PROBLEM TO WORK ON >>
Please take the records that follow and repeat exactly the lines starting with the line with "Target: man with shaved head" and going on through the line with "Target: crowd of people".

LISTED RECORDS >>
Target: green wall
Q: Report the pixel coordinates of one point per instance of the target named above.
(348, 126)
---
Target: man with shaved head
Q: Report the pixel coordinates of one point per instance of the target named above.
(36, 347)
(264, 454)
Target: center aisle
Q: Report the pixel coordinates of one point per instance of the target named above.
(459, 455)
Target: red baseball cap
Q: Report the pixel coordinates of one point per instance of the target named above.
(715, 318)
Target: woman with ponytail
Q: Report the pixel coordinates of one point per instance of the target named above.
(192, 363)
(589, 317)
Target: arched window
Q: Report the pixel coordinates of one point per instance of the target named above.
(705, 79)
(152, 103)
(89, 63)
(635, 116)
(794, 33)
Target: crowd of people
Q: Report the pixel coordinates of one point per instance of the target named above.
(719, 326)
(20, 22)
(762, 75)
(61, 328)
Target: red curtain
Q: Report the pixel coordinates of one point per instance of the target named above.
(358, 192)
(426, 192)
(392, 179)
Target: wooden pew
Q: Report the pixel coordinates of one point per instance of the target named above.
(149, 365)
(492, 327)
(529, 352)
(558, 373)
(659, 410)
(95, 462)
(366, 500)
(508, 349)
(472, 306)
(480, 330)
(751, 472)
--
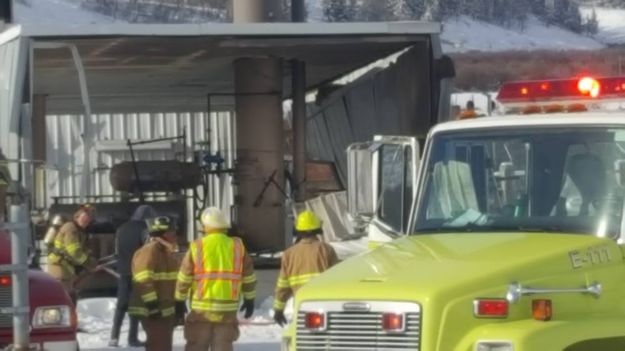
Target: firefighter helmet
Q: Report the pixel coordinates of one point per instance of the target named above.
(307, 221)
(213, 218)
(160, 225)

OUTPUT FOR THIS TASK >>
Target: man with shaved head
Q: Report the pixel coordinates of one point per instance of the target named above.
(36, 347)
(264, 454)
Target: center aisle
Q: Report the pixel coordinates of one point per instance of the target named above.
(459, 455)
Target: red baseball cap
Q: Report the pixel coordinates of one point per instance of the target named above.
(715, 318)
Target: woman with ponytail
Q: Report the pixel coordinates of one point per instance of the target named above.
(192, 363)
(589, 317)
Target: arched window
Q: Report the pixel coordinates of one point per instance of the target named above.
(705, 79)
(152, 103)
(89, 63)
(635, 116)
(794, 33)
Target: crowd of people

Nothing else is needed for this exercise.